• **Exercise details**
Rewrite the data below so that each "marker" reads "pin", leaving everything else unchanged and omitting the pictures.

• **Task material**
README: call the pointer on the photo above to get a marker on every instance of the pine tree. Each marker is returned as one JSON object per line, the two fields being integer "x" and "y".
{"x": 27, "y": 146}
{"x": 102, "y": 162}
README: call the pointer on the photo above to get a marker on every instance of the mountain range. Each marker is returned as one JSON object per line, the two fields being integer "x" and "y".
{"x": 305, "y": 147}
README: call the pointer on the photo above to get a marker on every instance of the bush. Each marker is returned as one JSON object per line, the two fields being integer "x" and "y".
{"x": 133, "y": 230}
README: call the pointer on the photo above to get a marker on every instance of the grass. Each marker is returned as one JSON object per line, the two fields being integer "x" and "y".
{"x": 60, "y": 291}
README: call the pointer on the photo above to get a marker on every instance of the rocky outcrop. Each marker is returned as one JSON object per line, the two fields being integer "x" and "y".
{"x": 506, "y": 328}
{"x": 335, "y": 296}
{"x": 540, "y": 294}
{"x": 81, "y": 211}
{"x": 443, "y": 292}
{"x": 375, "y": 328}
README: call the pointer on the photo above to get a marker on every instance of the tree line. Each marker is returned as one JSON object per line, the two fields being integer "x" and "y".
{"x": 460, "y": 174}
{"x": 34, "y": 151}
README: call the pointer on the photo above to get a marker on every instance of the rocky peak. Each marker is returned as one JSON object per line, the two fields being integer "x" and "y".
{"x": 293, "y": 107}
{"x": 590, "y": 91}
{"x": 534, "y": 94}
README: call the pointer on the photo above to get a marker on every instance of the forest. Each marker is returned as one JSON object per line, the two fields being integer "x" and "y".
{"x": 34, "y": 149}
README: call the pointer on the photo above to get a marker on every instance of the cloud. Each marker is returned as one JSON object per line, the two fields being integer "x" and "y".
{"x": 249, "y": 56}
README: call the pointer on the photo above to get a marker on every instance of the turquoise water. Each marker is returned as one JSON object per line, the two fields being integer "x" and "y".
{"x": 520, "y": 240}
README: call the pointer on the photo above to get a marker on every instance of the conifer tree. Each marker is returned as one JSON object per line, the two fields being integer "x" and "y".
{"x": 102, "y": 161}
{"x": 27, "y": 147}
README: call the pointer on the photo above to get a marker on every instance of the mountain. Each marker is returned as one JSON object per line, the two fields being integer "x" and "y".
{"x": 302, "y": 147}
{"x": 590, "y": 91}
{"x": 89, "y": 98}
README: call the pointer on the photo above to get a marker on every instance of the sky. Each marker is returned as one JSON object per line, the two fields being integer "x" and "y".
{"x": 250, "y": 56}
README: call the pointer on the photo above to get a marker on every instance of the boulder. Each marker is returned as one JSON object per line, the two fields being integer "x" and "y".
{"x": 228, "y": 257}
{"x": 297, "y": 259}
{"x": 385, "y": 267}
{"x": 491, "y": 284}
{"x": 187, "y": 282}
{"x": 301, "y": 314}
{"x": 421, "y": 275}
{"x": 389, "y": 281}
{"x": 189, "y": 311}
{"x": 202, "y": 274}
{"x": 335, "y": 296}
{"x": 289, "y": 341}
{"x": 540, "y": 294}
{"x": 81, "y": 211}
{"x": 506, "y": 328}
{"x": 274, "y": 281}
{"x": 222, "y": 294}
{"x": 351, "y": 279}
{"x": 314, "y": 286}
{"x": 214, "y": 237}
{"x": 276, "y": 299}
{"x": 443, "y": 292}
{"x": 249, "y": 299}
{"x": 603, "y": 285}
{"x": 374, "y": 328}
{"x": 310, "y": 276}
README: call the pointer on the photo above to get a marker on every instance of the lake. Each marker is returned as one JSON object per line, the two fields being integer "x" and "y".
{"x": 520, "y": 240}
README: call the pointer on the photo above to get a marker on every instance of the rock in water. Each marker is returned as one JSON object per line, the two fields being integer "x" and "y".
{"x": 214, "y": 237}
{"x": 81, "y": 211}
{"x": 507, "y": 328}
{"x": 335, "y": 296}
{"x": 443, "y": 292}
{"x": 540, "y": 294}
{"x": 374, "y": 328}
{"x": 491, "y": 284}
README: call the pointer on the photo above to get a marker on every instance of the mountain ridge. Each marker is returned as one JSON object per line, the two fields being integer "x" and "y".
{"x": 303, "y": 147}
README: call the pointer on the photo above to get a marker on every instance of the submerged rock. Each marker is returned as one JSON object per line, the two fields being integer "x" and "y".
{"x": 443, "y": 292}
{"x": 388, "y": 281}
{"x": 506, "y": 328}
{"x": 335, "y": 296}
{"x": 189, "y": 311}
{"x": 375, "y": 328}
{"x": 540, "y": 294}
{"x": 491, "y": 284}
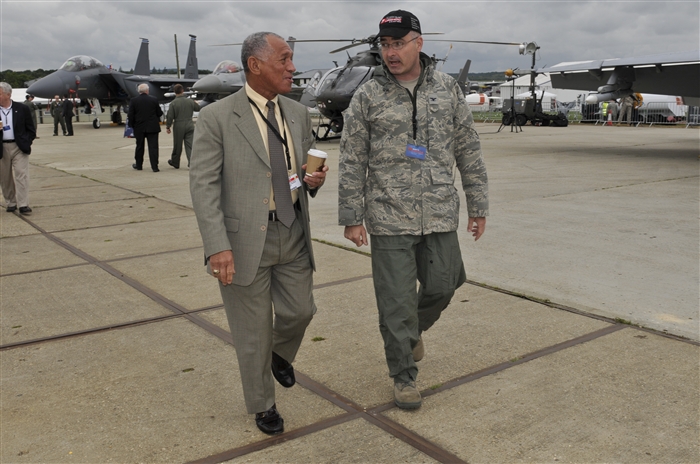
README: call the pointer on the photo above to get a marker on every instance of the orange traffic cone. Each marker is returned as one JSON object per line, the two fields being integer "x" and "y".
{"x": 609, "y": 123}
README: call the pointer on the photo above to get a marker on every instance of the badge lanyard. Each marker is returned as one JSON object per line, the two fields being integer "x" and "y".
{"x": 282, "y": 140}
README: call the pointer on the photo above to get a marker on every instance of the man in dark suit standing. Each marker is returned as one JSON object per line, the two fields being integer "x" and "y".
{"x": 68, "y": 114}
{"x": 56, "y": 109}
{"x": 144, "y": 116}
{"x": 18, "y": 132}
{"x": 248, "y": 159}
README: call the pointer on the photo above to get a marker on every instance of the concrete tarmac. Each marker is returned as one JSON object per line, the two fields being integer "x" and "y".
{"x": 575, "y": 339}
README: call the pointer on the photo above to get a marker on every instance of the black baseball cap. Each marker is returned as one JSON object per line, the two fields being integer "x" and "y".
{"x": 398, "y": 23}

• **Answer to the exercise**
README: call the pointer on the photo above to get a pin on every instance of the pine tree. Each pin is returned as one JSON object per line, the two fields being integer "x" and "y".
{"x": 27, "y": 146}
{"x": 102, "y": 162}
README: call the pointer on the photo above to get a pin on every instance of the mountain range. Each pin is returned as one JSON object per line, the two fields being integer "x" and "y".
{"x": 305, "y": 147}
README: call the pointer on the photo above to get a pin on every instance of the bush. Each pin is returned as one JSON object per line, the two fields being integer "x" and "y".
{"x": 133, "y": 230}
README: call the pointer on the photo above to get a pin on every instance of the grass. Each pin is returned as one JSON object per line, the two fields being integer "x" and "y".
{"x": 60, "y": 291}
README: call the pointer on the photo above to get a pin on every instance of the rocky outcrop. Each pin is returned as one JSON object per line, the two fields being integer "x" and "y".
{"x": 506, "y": 328}
{"x": 335, "y": 296}
{"x": 540, "y": 294}
{"x": 81, "y": 211}
{"x": 443, "y": 292}
{"x": 375, "y": 328}
README: call the pointer on the photo above to get a pin on every instance of the tree line. Each pin is returned as one JSON object per line, the two fields being integer "x" and "y".
{"x": 460, "y": 174}
{"x": 34, "y": 151}
README: call the pointer on the photo above to get a pin on every instance of the rocky peak. Each pin is returned as one JSON object per line, the two fields being integer "x" and "y".
{"x": 293, "y": 107}
{"x": 590, "y": 91}
{"x": 534, "y": 94}
README: call the pointer on the photo above to get a pin on every instance of the forest. Each pin is returned as one JSON object per line, the two fields being integer "x" and "y".
{"x": 34, "y": 149}
README: call the pointer on the photo above to get a pin on every instance of the cloud. Each pin is returned as one JSON object per line, the two fields being integer "x" and "y".
{"x": 249, "y": 56}
README: call the pointer on the photo above to get a pin on every instance of the turquoise water. Each pin is returned as one JSON object per line, the two fields being integer "x" and "y".
{"x": 520, "y": 240}
README: call the pointer on the photo above to get a pin on every instance of the conifer tree. Each pin is returned as one JSON object per line, the two fields being integer "x" and "y".
{"x": 102, "y": 161}
{"x": 27, "y": 147}
README: call the pointer on the photo above to get a pin on every instance of the mountain. Each pin is returned as one JSON object per line, the two fields being integer "x" and "y".
{"x": 302, "y": 147}
{"x": 590, "y": 91}
{"x": 89, "y": 98}
README: call the pointer on the photo above to get a pin on every instance of the sky. Each pin is returned as one JSON object per line, the two fields being integer "x" and "y".
{"x": 250, "y": 56}
README: call the pointer on the photo above to get a pin on every instance of the boulder. Each pin is returned as one JSON object per line, the two fields being integer "x" and "y".
{"x": 228, "y": 257}
{"x": 297, "y": 259}
{"x": 385, "y": 267}
{"x": 491, "y": 284}
{"x": 187, "y": 282}
{"x": 301, "y": 314}
{"x": 421, "y": 275}
{"x": 389, "y": 281}
{"x": 189, "y": 311}
{"x": 202, "y": 274}
{"x": 335, "y": 296}
{"x": 289, "y": 341}
{"x": 540, "y": 294}
{"x": 81, "y": 211}
{"x": 506, "y": 328}
{"x": 274, "y": 281}
{"x": 222, "y": 294}
{"x": 351, "y": 279}
{"x": 314, "y": 286}
{"x": 214, "y": 237}
{"x": 276, "y": 299}
{"x": 443, "y": 292}
{"x": 249, "y": 299}
{"x": 603, "y": 285}
{"x": 374, "y": 328}
{"x": 310, "y": 276}
README: call the pointer on the photo above to get a pin on every instance of the lake. Each pin is returned as one JSON object per line, the two fields being integer "x" and "y".
{"x": 520, "y": 240}
README: call the pointer on the photo above to get a pin on every instance of the rock in water. Each pin is returned as one JSON object per line, the two fields being integer "x" and "y".
{"x": 214, "y": 237}
{"x": 81, "y": 211}
{"x": 507, "y": 328}
{"x": 335, "y": 296}
{"x": 443, "y": 292}
{"x": 540, "y": 294}
{"x": 374, "y": 328}
{"x": 491, "y": 284}
README: call the pointer on the photo above to get a pin on every instance of the mountain ridge. Each pin is returned as one JSON object per line, the two fields being integer "x" and "y".
{"x": 303, "y": 147}
README: call the pointer on the photo above to get a pin on every instance of the submerged rock. Each pin is returned as one JSON object per line, the two fields being integer "x" and "y".
{"x": 443, "y": 292}
{"x": 388, "y": 281}
{"x": 506, "y": 328}
{"x": 335, "y": 296}
{"x": 189, "y": 311}
{"x": 375, "y": 328}
{"x": 540, "y": 294}
{"x": 491, "y": 284}
README: call the pointer on the photo above to get a pin on every instance of the orange traffic cone. Each pin is returned as one JSON object per line, the two fields being integer "x" and "y".
{"x": 609, "y": 123}
README: call the pointer on the photo above to get a pin on every instance of the badge lanyard. Each pin is returned as one JSON object per line, the two fields being integer "x" and "y".
{"x": 282, "y": 140}
README: call the pointer on the photo above to get a pin on every instance of the man in dark suit standing. Each pin is returned as one JSON object per line, the two fields being integer "x" and "y".
{"x": 68, "y": 114}
{"x": 56, "y": 109}
{"x": 144, "y": 116}
{"x": 18, "y": 132}
{"x": 248, "y": 159}
README: call the pointer on the photo above to get a pin on every instance of the concrete tarmac. Each pin is returned as one JSON object per line, the two fields being integer "x" and "y".
{"x": 575, "y": 339}
README: call the pointer on the photo above to get a pin on every instance of the black baseball cap. Each pin is returned as one JSON object per line, the two fields being integer "x" and "y".
{"x": 398, "y": 23}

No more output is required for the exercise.